Highlights
- Debut: 2000
- Submissions: 14
- Nominations: none
- Oscar winners: none

= List of Ecuadorian submissions for the Academy Award for Best International Feature Film =

Ecuador has submitted films for the Academy Award for Best International Feature Film (Note: The category was previously named the Academy Award for Best Foreign Language Film, but this was changed to the Academy Award for Best International Feature Film in April 2019, after the Academy deemed the word "Foreign" to be outdated.) on an irregular basis since 2000. The award is handed out annually by the United States Academy of Motion Picture Arts and Sciences to a feature-length motion picture produced outside the United States that contains primarily non-English dialogue.

As of 2026, fourteen Ecuadorian films have been submitted, but none of them have been nominated.

==Submissions==
The Academy of Motion Picture Arts and Sciences has invited the film industries of various countries to submit their best film for the Academy Award for Best Foreign Language Film since 1956. The Foreign Language Film Award Committee oversees the process and reviews all the submitted films. Following this, they vote via secret ballot to determine the five nominees for the award.

Most of the films are primary in Spanish, although Emptiness (2020) is mainly in Mandarin, but set in Ecuador.

Below is a list of the films that have been submitted by Ecuador for review by the Academy for the award by year and the respective Academy Awards ceremony.

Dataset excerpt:
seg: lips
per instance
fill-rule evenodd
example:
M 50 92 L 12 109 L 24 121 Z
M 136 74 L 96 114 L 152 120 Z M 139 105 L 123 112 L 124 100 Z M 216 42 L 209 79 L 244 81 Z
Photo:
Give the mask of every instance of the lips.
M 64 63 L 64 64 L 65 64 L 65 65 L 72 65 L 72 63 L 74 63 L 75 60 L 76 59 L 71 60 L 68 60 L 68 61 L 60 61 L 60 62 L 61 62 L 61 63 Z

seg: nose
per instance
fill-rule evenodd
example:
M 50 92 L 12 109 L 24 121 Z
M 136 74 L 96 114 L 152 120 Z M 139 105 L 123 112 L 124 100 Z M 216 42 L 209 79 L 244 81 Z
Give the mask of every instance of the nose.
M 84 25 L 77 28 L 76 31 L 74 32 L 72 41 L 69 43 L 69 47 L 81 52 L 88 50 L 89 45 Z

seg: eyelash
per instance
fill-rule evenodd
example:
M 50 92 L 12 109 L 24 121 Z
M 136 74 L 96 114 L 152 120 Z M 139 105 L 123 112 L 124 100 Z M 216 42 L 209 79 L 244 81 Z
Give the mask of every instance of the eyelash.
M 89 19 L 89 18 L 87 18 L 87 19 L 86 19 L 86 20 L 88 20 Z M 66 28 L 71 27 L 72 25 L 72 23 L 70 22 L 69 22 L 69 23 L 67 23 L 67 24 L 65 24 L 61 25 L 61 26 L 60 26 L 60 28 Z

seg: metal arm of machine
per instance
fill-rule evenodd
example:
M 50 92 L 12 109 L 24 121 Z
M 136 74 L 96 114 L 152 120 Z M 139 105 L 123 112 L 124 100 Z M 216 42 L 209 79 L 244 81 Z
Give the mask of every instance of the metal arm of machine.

• **GOAL**
Reproduce the entire text on Ecuador's submissions for the international feature film Oscar shown at the top, word for word.

• **TASK OUTPUT**
Highlights
- Debut: 2000
- Submissions: 14
- Nominations: none
- Oscar winners: none

= List of Ecuadorian submissions for the Academy Award for Best International Feature Film =

Ecuador has submitted films for the Academy Award for Best International Feature Film (Note: The category was previously named the Academy Award for Best Foreign Language Film, but this was changed to the Academy Award for Best International Feature Film in April 2019, after the Academy deemed the word "Foreign" to be outdated.) on an irregular basis since 2000. The award is handed out annually by the United States Academy of Motion Picture Arts and Sciences to a feature-length motion picture produced outside the United States that contains primarily non-English dialogue.

As of 2026, fourteen Ecuadorian films have been submitted, but none of them have been nominated.

==Submissions==
The Academy of Motion Picture Arts and Sciences has invited the film industries of various countries to submit their best film for the Academy Award for Best Foreign Language Film since 1956. The Foreign Language Film Award Committee oversees the process and reviews all the submitted films. Following this, they vote via secret ballot to determine the five nominees for the award.

Most of the films are primary in Spanish, although Emptiness (2020) is mainly in Mandarin, but set in Ecuador.

Below is a list of the films that have been submitted by Ecuador for review by the Academy for the award by year and the respective Academy Awards ceremony.